**The problem**
Examine each line of the listing below. Copy those in which the string "hydrangea" appears.

**Data records**
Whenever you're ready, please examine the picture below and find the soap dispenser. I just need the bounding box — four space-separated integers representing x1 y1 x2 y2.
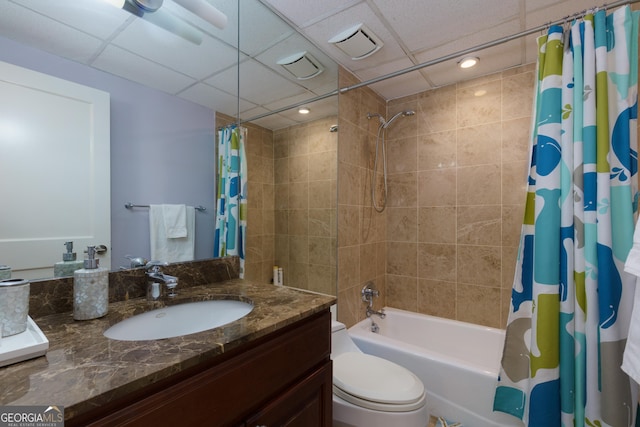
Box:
73 246 109 320
54 241 84 277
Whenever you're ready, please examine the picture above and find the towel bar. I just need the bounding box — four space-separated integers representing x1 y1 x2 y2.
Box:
125 202 206 212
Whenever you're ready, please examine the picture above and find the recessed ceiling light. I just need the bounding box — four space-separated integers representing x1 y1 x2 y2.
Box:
298 107 310 114
458 56 479 69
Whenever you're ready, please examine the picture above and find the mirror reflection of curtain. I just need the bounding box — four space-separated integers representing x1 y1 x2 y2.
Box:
214 126 247 277
494 6 639 426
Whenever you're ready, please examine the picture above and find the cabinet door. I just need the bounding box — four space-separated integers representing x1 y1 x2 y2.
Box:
247 362 332 427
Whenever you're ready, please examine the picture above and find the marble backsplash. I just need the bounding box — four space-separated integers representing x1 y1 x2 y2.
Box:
27 257 240 318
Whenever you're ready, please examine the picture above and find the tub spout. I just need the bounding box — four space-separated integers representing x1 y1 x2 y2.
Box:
366 306 386 319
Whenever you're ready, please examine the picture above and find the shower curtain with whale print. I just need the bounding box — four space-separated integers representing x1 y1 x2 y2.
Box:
214 125 247 278
493 6 639 427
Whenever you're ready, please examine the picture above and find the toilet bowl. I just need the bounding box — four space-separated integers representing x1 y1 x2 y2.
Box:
331 321 428 427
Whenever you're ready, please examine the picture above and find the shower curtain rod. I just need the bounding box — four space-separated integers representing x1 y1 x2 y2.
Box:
240 0 639 125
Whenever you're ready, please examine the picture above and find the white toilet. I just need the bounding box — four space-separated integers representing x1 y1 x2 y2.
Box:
331 320 428 427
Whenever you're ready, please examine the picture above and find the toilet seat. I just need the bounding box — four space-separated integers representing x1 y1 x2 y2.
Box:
332 352 426 412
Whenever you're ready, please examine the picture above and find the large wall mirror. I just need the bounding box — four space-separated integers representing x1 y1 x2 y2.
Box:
0 0 338 296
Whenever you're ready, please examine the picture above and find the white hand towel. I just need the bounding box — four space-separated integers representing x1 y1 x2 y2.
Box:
622 219 640 385
149 205 195 263
162 204 187 238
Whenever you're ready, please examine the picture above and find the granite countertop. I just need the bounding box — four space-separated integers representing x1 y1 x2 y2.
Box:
0 280 335 420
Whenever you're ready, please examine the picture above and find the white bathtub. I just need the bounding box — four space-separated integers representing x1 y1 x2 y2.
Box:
348 307 523 427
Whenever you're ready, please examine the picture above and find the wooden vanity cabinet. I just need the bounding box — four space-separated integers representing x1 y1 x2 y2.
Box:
69 310 332 427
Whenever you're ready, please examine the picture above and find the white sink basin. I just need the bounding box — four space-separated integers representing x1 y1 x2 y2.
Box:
103 299 253 341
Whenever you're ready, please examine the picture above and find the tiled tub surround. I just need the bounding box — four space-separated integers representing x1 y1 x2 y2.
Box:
383 65 534 328
1 257 335 421
336 65 533 329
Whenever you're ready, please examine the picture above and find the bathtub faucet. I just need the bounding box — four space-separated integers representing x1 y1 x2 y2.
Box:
366 306 386 319
362 282 385 319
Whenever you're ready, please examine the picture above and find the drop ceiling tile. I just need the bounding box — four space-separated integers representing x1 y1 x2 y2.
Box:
263 91 321 112
249 112 298 130
360 69 430 100
370 0 520 54
526 0 600 14
207 59 308 107
111 19 238 80
413 19 523 68
92 45 196 94
238 0 295 57
240 104 269 116
525 0 600 28
352 56 416 84
312 80 340 97
0 1 105 64
421 41 525 88
261 0 360 28
11 0 130 40
179 82 254 117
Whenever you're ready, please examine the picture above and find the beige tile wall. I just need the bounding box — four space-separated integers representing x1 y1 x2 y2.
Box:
383 64 534 329
336 65 534 328
273 117 337 294
218 113 338 296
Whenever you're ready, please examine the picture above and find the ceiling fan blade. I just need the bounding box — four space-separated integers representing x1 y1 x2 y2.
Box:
140 7 203 45
172 0 227 30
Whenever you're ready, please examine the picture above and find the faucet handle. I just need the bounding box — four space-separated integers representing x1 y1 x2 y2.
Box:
145 260 168 273
361 282 380 301
126 255 149 268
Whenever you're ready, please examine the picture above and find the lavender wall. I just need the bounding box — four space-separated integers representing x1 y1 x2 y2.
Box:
0 36 217 269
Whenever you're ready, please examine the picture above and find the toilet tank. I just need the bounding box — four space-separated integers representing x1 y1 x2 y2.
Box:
331 321 362 357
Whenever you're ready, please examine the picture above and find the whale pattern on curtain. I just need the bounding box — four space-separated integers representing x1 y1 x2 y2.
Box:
493 6 639 427
214 125 247 278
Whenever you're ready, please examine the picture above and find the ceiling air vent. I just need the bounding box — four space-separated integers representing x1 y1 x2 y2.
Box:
328 23 383 60
277 52 324 80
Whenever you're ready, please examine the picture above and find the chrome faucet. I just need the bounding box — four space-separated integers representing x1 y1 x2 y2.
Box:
362 282 385 319
145 261 178 300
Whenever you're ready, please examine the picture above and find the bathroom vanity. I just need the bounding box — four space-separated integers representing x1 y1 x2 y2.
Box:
0 277 335 426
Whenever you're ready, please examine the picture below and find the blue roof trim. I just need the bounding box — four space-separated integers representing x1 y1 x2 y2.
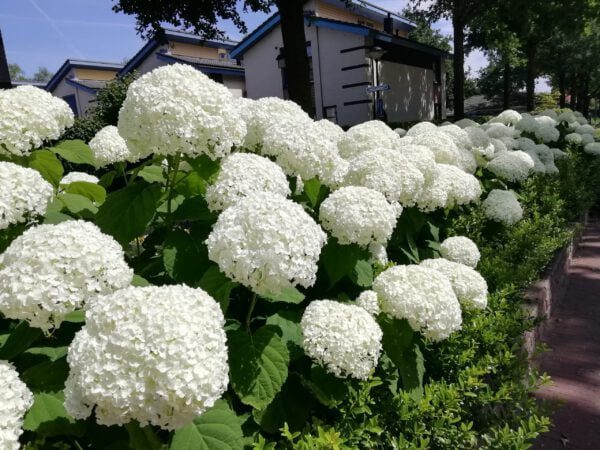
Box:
46 59 123 92
156 53 245 77
65 78 99 95
163 30 238 49
230 13 281 59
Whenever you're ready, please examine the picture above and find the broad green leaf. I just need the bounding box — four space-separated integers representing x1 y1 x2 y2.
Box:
23 346 68 361
303 365 349 407
169 400 243 450
95 181 162 246
319 240 370 287
185 154 220 181
28 149 64 187
52 140 95 166
23 391 85 436
138 165 166 184
132 274 151 286
174 171 207 197
163 229 210 284
57 192 98 215
198 266 238 313
173 196 217 222
265 310 303 360
63 310 85 323
125 422 163 450
261 287 305 304
427 221 440 242
21 356 70 392
99 170 117 189
303 178 328 208
228 325 290 410
65 181 107 204
0 321 42 360
352 260 374 287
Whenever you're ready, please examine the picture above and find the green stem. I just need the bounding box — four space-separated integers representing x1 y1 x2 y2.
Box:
166 154 181 225
245 293 258 333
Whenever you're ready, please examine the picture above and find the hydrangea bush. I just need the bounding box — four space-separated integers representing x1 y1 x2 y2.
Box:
1 66 599 449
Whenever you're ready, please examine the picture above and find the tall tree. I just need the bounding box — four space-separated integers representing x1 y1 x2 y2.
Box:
112 0 315 115
8 63 27 81
32 67 53 83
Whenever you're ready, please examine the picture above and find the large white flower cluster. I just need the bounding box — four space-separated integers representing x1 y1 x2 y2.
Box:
64 285 228 430
584 142 600 156
319 186 399 247
440 236 480 268
416 164 481 212
206 192 327 295
301 300 382 379
205 152 290 211
338 120 401 160
373 265 462 341
0 221 133 330
239 97 312 150
88 125 132 167
0 162 53 230
420 258 488 310
482 189 523 225
0 85 74 156
486 151 534 182
60 171 100 185
118 64 245 161
344 148 424 206
261 119 348 186
492 109 522 126
515 114 540 134
355 290 380 316
0 361 33 450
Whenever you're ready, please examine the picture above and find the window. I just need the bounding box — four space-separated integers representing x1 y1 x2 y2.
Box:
323 106 338 124
62 94 78 116
208 73 224 84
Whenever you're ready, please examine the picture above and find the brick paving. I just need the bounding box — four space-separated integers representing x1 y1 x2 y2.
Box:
533 219 600 449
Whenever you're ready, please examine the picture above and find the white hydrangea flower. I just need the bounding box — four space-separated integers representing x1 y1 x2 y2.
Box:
0 221 133 330
420 258 488 310
500 136 518 150
118 64 245 161
490 138 508 157
515 115 540 134
492 109 522 125
535 115 558 128
440 124 473 150
536 145 559 174
577 124 595 135
525 149 546 174
0 85 74 156
580 134 595 145
338 121 401 160
485 123 516 139
398 136 415 145
0 361 33 450
565 133 583 145
440 236 481 268
301 300 382 379
576 116 589 125
395 144 439 183
88 125 132 167
373 265 462 341
319 186 398 247
557 111 577 124
482 190 523 225
538 109 558 120
0 162 54 230
344 148 424 206
393 127 407 137
416 164 481 212
60 171 100 185
315 119 345 143
369 242 389 266
262 119 348 187
465 126 493 154
64 285 228 430
584 142 600 156
238 97 312 150
486 151 534 182
406 121 438 137
551 148 568 159
206 192 326 295
516 137 537 152
410 130 462 166
454 118 479 128
355 290 380 316
535 125 560 143
205 153 290 212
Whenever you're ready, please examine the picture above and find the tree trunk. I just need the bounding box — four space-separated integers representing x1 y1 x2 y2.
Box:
275 0 315 116
569 75 577 109
525 41 536 111
502 59 511 110
452 0 465 119
558 70 566 109
582 75 590 116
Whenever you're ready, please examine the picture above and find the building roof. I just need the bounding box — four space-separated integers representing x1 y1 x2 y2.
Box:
156 53 245 77
119 29 239 76
46 59 124 92
230 14 448 60
11 80 47 88
65 78 108 94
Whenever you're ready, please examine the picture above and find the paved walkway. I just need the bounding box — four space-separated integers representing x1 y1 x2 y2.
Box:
533 219 600 449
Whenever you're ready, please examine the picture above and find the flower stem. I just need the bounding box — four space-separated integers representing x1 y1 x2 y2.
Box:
245 293 257 333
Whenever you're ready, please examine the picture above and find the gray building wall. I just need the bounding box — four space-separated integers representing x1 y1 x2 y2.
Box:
51 68 97 117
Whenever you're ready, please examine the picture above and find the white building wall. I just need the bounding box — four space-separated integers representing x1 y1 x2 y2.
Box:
242 26 285 99
51 68 97 117
223 75 245 98
379 61 435 123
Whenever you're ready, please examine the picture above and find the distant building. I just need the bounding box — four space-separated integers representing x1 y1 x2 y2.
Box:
230 0 449 126
45 60 124 116
118 30 245 98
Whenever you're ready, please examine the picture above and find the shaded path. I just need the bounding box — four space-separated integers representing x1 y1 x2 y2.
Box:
533 219 600 449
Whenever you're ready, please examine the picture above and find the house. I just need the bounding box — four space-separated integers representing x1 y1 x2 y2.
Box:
230 0 449 126
45 60 124 116
118 30 245 98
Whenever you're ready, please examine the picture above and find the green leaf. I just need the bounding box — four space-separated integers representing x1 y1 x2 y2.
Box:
95 181 162 246
169 400 243 450
52 140 95 166
303 178 328 208
63 310 85 323
427 221 440 242
21 356 69 392
138 165 166 184
185 154 220 182
265 310 303 360
303 365 349 407
0 321 42 360
319 240 370 287
173 196 216 222
352 260 374 287
125 421 163 450
57 192 98 215
163 229 210 284
198 266 238 313
174 171 207 197
132 274 151 287
23 391 85 436
99 170 117 189
65 181 107 204
228 325 290 410
27 149 64 187
261 287 305 304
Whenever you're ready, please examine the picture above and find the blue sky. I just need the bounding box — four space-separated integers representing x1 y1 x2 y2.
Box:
1 0 548 90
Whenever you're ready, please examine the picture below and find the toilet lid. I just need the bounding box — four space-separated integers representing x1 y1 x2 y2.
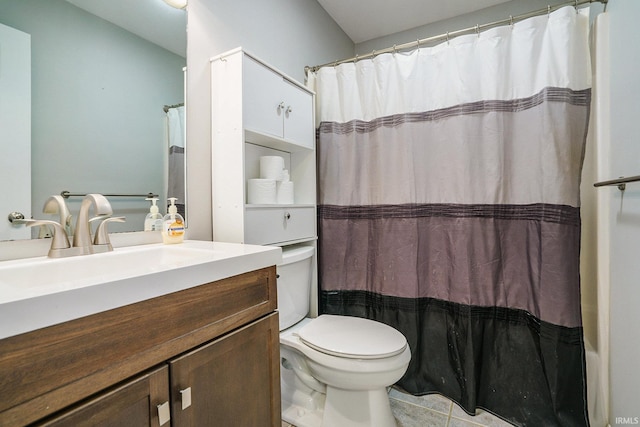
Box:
297 315 407 359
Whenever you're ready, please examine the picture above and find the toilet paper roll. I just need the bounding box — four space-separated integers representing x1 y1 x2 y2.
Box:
247 179 277 204
260 156 285 180
276 181 294 204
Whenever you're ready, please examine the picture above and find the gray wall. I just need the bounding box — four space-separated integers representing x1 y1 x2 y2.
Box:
608 0 640 423
356 0 575 55
186 0 354 240
0 0 185 232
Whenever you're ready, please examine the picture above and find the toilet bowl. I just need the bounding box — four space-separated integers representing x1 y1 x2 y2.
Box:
277 246 411 427
280 315 411 427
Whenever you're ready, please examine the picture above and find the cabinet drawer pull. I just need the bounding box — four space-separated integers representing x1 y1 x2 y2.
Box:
180 387 192 410
284 212 291 220
157 401 171 426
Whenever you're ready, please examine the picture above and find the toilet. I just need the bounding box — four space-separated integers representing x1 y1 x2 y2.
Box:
277 245 411 427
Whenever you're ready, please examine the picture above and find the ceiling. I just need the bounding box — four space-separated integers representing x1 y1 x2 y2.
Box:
316 0 512 43
63 0 513 56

**Exercise answer**
Whenever you're ready, please examine the picture above and find the hydrangea bush. I just need the bounding box — four space-separated integers representing x1 y1 x2 y2.
Whenever you're ready, please examine the picture above and find the white hydrangea flower. I just need the bounding box — four space-separated integers representing x1 y1 x2 y2.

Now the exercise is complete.